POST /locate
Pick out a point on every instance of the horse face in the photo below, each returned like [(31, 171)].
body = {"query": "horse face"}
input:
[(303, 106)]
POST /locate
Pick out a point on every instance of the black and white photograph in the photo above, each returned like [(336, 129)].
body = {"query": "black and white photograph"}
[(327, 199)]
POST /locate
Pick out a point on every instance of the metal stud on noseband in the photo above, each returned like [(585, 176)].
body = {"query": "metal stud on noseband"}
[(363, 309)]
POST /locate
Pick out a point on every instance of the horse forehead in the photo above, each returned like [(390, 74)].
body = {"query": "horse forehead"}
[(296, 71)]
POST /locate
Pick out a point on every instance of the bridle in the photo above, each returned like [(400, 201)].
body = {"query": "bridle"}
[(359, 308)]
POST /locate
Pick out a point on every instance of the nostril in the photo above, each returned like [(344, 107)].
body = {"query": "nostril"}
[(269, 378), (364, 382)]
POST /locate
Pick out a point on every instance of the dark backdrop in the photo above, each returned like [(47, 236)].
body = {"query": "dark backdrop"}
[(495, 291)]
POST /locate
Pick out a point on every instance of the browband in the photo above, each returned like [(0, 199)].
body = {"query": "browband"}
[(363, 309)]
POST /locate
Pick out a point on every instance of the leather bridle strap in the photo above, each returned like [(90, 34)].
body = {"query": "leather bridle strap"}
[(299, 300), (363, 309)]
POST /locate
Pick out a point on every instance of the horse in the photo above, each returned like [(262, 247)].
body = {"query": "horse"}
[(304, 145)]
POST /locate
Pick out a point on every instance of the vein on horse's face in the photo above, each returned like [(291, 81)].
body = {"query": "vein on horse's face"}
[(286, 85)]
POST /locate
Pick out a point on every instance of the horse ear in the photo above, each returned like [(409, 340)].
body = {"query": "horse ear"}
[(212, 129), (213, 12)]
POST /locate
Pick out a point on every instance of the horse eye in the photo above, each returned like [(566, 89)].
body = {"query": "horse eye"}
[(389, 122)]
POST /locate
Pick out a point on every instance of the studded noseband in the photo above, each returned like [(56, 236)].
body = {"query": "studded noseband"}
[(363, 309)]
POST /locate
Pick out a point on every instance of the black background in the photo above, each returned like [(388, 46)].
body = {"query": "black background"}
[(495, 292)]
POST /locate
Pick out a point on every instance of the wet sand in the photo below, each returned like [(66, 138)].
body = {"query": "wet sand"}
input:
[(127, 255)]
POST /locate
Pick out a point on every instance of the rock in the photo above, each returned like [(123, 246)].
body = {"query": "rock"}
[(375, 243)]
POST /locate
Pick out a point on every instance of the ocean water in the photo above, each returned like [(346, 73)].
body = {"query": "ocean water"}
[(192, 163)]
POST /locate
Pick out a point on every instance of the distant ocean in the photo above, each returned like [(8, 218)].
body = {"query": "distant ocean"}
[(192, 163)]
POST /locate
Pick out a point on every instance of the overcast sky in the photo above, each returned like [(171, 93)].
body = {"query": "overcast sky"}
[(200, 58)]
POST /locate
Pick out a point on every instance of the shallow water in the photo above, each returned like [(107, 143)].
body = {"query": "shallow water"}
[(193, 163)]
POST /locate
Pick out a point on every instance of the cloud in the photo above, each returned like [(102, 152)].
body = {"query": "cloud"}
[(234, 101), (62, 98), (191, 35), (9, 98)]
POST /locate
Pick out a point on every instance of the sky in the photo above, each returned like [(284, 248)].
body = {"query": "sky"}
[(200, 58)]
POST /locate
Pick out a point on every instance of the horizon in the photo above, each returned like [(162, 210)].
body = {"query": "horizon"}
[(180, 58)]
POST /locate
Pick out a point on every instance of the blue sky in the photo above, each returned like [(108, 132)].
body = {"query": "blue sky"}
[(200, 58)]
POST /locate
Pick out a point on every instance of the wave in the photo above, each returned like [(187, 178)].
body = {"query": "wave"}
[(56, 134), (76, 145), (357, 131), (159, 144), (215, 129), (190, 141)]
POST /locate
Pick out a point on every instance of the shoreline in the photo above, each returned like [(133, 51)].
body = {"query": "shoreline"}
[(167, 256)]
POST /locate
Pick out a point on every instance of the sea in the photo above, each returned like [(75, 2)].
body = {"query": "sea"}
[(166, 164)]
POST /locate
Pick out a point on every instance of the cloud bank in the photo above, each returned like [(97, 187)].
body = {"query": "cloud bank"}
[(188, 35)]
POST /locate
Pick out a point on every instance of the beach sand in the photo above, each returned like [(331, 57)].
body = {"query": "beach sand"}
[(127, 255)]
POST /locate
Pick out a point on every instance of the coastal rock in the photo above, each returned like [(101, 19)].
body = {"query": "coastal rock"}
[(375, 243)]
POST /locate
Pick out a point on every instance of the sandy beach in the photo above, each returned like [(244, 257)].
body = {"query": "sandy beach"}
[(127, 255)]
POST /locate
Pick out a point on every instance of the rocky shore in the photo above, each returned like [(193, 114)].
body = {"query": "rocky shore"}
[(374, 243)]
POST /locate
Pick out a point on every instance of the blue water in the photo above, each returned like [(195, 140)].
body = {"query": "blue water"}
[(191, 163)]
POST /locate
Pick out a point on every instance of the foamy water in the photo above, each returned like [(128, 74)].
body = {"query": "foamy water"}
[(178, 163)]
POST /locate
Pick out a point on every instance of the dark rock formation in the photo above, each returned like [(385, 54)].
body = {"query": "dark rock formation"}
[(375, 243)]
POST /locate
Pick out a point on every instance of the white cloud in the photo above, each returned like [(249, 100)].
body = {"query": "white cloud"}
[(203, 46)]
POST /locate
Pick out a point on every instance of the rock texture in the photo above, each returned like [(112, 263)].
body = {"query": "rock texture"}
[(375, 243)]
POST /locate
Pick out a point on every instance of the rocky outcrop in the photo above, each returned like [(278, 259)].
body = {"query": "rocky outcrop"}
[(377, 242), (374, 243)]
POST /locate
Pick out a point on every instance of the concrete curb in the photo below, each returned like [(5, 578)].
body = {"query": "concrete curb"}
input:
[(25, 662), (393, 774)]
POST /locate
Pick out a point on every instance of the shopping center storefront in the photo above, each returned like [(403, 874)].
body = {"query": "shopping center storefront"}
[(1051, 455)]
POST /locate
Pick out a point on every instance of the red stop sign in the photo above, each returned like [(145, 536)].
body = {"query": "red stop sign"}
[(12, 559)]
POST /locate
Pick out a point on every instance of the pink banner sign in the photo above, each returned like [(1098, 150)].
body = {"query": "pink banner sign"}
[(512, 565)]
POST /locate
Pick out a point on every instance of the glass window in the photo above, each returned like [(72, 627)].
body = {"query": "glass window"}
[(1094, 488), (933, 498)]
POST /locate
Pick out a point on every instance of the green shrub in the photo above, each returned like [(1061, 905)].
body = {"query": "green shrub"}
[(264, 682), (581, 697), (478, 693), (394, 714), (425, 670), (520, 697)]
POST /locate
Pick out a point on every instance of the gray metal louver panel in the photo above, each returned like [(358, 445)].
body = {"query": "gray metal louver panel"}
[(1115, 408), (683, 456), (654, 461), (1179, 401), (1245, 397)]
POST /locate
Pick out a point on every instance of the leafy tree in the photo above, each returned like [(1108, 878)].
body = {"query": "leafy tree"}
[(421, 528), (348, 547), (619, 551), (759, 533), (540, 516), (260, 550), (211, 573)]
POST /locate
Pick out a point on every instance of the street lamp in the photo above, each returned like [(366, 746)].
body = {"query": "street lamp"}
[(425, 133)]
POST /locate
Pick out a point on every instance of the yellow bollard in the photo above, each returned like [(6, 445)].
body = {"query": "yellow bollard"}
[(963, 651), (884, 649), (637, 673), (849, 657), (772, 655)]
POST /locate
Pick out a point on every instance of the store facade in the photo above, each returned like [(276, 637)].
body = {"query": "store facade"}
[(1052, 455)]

**EXERCISE GOAL:**
Present every line of the items above as a Markdown table with two columns, Row for the running line number and Line for the line itself. Leave out any blank lines.

**TASK RESPONSE:**
| Row | Line |
|---|---|
| 1 | POST /locate |
| 2 | Pick out a point on every instance of the horse face in the photo below, each returned like [(31, 171)]. |
| 3 | body = {"query": "horse face"} |
| 4 | input: |
| 5 | [(303, 106)] |
| 6 | POST /locate |
| 7 | Pick out a point on every instance of the black and white photograph in the photo above, each returned like [(336, 129)]. |
| 8 | body = {"query": "black and white photograph"} |
| 9 | [(327, 199)] |
| 10 | POST /locate |
| 11 | Pick out a point on every instance of the metal stud on noseband in the photo above, each returned like [(585, 176)]. |
| 12 | body = {"query": "metal stud on noseband"} |
| 13 | [(363, 309)] |
| 14 | POST /locate |
| 15 | Pick out a point on every instance of the horse forehead in the photo above, each returned like [(390, 74)]. |
| 16 | body = {"query": "horse forehead"} |
| 17 | [(296, 71)] |
| 18 | POST /locate |
| 19 | Pick out a point on every instance of the bridle in the photo above, each returned like [(400, 201)]. |
| 20 | body = {"query": "bridle"} |
| 21 | [(359, 308)] |
| 22 | POST /locate |
| 23 | Pick out a point on every instance of the nostril in the photo above, each returned like [(344, 107)]. |
| 24 | body = {"query": "nostril"} |
| 25 | [(269, 378), (364, 382)] |
| 26 | POST /locate |
| 27 | Pick out a point on every instance of the dark backdrop in the photo above, each returned like [(47, 236)]. |
| 28 | body = {"query": "dark backdrop"} |
| 29 | [(495, 291)] |
| 30 | POST /locate |
| 31 | Pick out a point on every instance of the browband in the photo above, each returned like [(0, 199)]. |
| 32 | body = {"query": "browband"} |
| 33 | [(363, 309)] |
| 34 | POST /locate |
| 35 | Pick out a point on every instance of the leather bridle strap in the photo above, each returned like [(90, 34)]. |
| 36 | body = {"query": "leather bridle strap"} |
| 37 | [(299, 300), (363, 309)] |
| 38 | POST /locate |
| 39 | Pick out a point on every instance of the horse in the photo above, each returned like [(262, 247)]. |
| 40 | body = {"query": "horse"} |
| 41 | [(304, 145)] |
| 42 | POST /locate |
| 43 | Pick out a point on every instance of the vein on horse's face in the photo above, each returned like [(291, 81)]. |
| 44 | body = {"query": "vein on horse's face"} |
| 45 | [(286, 85)] |
| 46 | POST /locate |
| 47 | Pick out a point on every instance of the horse ear in the photo above, each returned like [(409, 340)]. |
| 48 | body = {"query": "horse ear"} |
| 49 | [(212, 129), (213, 12)] |
| 50 | POST /locate |
| 51 | Pick out a point on every instance of the horse eye in the photo above, each returned like [(566, 89)]. |
| 52 | body = {"query": "horse eye"} |
| 53 | [(389, 122)] |
| 54 | POST /locate |
| 55 | Pick out a point on every instance of the studded noseband in the photo above, each returned like [(56, 236)]. |
| 56 | body = {"query": "studded noseband"} |
| 57 | [(363, 309)] |
| 58 | POST /locate |
| 59 | Pick out a point on every instance of the black background in the photo above, each returned like [(388, 46)]. |
| 60 | body = {"query": "black background"} |
| 61 | [(495, 292)] |
| 62 | POST /locate |
| 63 | Pick out a point on every instance of the wet sand in the photo below, each returned like [(66, 138)]. |
| 64 | body = {"query": "wet sand"} |
| 65 | input: |
| 66 | [(127, 255)] |
| 67 | POST /locate |
| 68 | Pick out a point on every instance of the rock in the photo above, each returned like [(123, 246)]. |
| 69 | body = {"query": "rock"} |
| 70 | [(375, 243)] |
| 71 | POST /locate |
| 72 | Pick out a point on every instance of the ocean water in the photo above, each returned like [(346, 73)]. |
| 73 | body = {"query": "ocean water"} |
| 74 | [(192, 163)] |
| 75 | POST /locate |
| 76 | Pick out a point on every instance of the distant ocean in the photo above, each returned like [(8, 218)]. |
| 77 | body = {"query": "distant ocean"} |
| 78 | [(192, 163)] |
| 79 | POST /locate |
| 80 | Pick out a point on every instance of the overcast sky in the photo above, each returned like [(171, 93)]. |
| 81 | body = {"query": "overcast sky"} |
| 82 | [(200, 58)] |
| 83 | POST /locate |
| 84 | Pick out a point on every instance of the shallow water in the photo above, each returned like [(107, 143)]. |
| 85 | body = {"query": "shallow water"} |
| 86 | [(193, 163)] |
| 87 | POST /locate |
| 88 | Pick out a point on every instance of the cloud in the photo above, each returned like [(102, 152)]. |
| 89 | body = {"query": "cloud"} |
| 90 | [(234, 101), (62, 98), (191, 35), (9, 98)] |
| 91 | POST /locate |
| 92 | Pick out a point on every instance of the sky in the photo above, each returned like [(284, 248)]. |
| 93 | body = {"query": "sky"} |
| 94 | [(200, 58)] |
| 95 | POST /locate |
| 96 | Pick out a point on every instance of the horizon in the photo above, each returned like [(162, 210)]. |
| 97 | body = {"query": "horizon"} |
| 98 | [(180, 58)] |
| 99 | POST /locate |
| 100 | Pick out a point on every instance of the blue sky in the photo above, each returned like [(108, 132)]. |
| 101 | body = {"query": "blue sky"} |
| 102 | [(200, 58)] |
| 103 | POST /locate |
| 104 | Pick out a point on every instance of the wave in the photo above, each returned like [(187, 178)]. |
| 105 | body = {"query": "wave"} |
| 106 | [(56, 134), (76, 145), (357, 131), (159, 144), (215, 129), (190, 141)] |
| 107 | POST /locate |
| 108 | Pick out a point on every instance of the shoreline in the photo above, each returned like [(133, 51)]. |
| 109 | body = {"query": "shoreline"} |
| 110 | [(167, 256)] |
| 111 | POST /locate |
| 112 | Pick out a point on every instance of the sea in the photo above, each returned like [(75, 2)]. |
| 113 | body = {"query": "sea"} |
| 114 | [(166, 164)] |
| 115 | POST /locate |
| 116 | Pick out a point on every instance of the cloud bank in the photo above, each returned like [(97, 187)]. |
| 117 | body = {"query": "cloud bank"} |
| 118 | [(188, 35)] |
| 119 | POST /locate |
| 120 | Pick out a point on every instance of the beach sand in the photo above, each returned like [(331, 57)]. |
| 121 | body = {"query": "beach sand"} |
| 122 | [(127, 255)] |
| 123 | POST /locate |
| 124 | Pick out a point on every instance of the coastal rock in the photo above, each returned like [(101, 19)]. |
| 125 | body = {"query": "coastal rock"} |
| 126 | [(375, 243)] |
| 127 | POST /locate |
| 128 | Pick out a point on every instance of the sandy beach in the photo above, each returned like [(244, 257)]. |
| 129 | body = {"query": "sandy beach"} |
| 130 | [(127, 255)] |
| 131 | POST /locate |
| 132 | Pick out a point on every instance of the rocky shore in the photo above, each returned like [(193, 114)]. |
| 133 | body = {"query": "rocky shore"} |
| 134 | [(374, 243)] |
| 135 | POST /locate |
| 136 | Pick out a point on every instance of the blue water in the photo above, each returned like [(195, 140)]. |
| 137 | body = {"query": "blue water"} |
| 138 | [(191, 163)] |
| 139 | POST /locate |
| 140 | Pick out a point on every instance of the foamy water in the photo above, each returned like [(128, 74)]. |
| 141 | body = {"query": "foamy water"} |
| 142 | [(178, 163)] |
| 143 | POST /locate |
| 144 | Pick out a point on every instance of the dark rock formation in the photo above, each returned like [(385, 54)]. |
| 145 | body = {"query": "dark rock formation"} |
| 146 | [(375, 243)] |
| 147 | POST /locate |
| 148 | Pick out a point on every instance of the white cloud in the photo above, each returned like [(249, 100)]. |
| 149 | body = {"query": "white cloud"} |
| 150 | [(203, 46)] |
| 151 | POST /locate |
| 152 | Pick out a point on every instance of the rock texture in the photo above, each returned like [(112, 263)]. |
| 153 | body = {"query": "rock texture"} |
| 154 | [(375, 243)] |
| 155 | POST /locate |
| 156 | Pick out a point on every instance of the rocky outcrop in the photo above, each returned like [(278, 259)]. |
| 157 | body = {"query": "rocky outcrop"} |
| 158 | [(377, 242), (374, 243)] |
| 159 | POST /locate |
| 160 | Pick out a point on every instance of the concrete curb in the photo below, each returned like [(5, 578)]. |
| 161 | body = {"query": "concrete curb"} |
| 162 | input: |
| 163 | [(25, 662), (393, 774)] |
| 164 | POST /locate |
| 165 | Pick out a point on every instance of the shopping center storefront in the photo above, each returned like [(403, 874)]. |
| 166 | body = {"query": "shopping center storefront"} |
| 167 | [(1051, 455)] |
| 168 | POST /locate |
| 169 | Pick out a point on every instance of the red stop sign in the photo above, each returned like [(145, 536)]. |
| 170 | body = {"query": "red stop sign"} |
| 171 | [(12, 559)] |
| 172 | POST /locate |
| 173 | Pick out a point on every instance of the pink banner sign in the photo above, each returned like [(1098, 150)]. |
| 174 | body = {"query": "pink banner sign"} |
| 175 | [(512, 565)] |
| 176 | POST /locate |
| 177 | Pick out a point on every instance of the glass window in the photo above, each returned like [(72, 627)]. |
| 178 | body = {"query": "glass window"} |
| 179 | [(1094, 488), (933, 498)] |
| 180 | POST /locate |
| 181 | Pick out a point on every instance of the green shrub in the photo above, each returned like [(1061, 905)]. |
| 182 | body = {"query": "green shrub"} |
| 183 | [(264, 682), (581, 697), (478, 693), (394, 714), (425, 670), (520, 697)] |
| 184 | POST /locate |
| 185 | Pick out a point on every instance of the gray metal louver panel in the photo above, each returned like [(358, 445)]. |
| 186 | body = {"query": "gray metal louver panel"} |
| 187 | [(1115, 408), (683, 456), (654, 461), (1179, 401), (1245, 397)] |
| 188 | POST /locate |
| 189 | Pick out a point on every instance of the leafy tree in the photo above, each returned like [(1108, 878)]. |
| 190 | body = {"query": "leafy tree"} |
| 191 | [(421, 528), (348, 547), (619, 551), (759, 533), (540, 516), (260, 550), (211, 573)] |
| 192 | POST /locate |
| 193 | Pick out a point on every instance of the street lamp in the photo above, each returned like [(366, 746)]. |
| 194 | body = {"query": "street lamp"} |
| 195 | [(425, 133)] |
| 196 | POST /locate |
| 197 | Pick out a point on every instance of the yellow bollard in the photo above, each returned like [(6, 445)]. |
| 198 | body = {"query": "yellow bollard"} |
| 199 | [(963, 651), (884, 649), (637, 673), (849, 657), (772, 655)] |
| 200 | POST /locate |
| 201 | Pick out a point on every instance of the store facade in the photo above, each returned like [(276, 637)]. |
| 202 | body = {"query": "store facade"} |
| 203 | [(1052, 455)] |